The problem
What you return must match the listing below exactly.

Data listing
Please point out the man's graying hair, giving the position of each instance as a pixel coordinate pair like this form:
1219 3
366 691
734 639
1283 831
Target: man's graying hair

Task response
Please point out the man's graying hair, giving the position of each instance as a pixel coordinate pair like this form:
1219 3
366 691
734 639
1283 831
Target: man's graying hair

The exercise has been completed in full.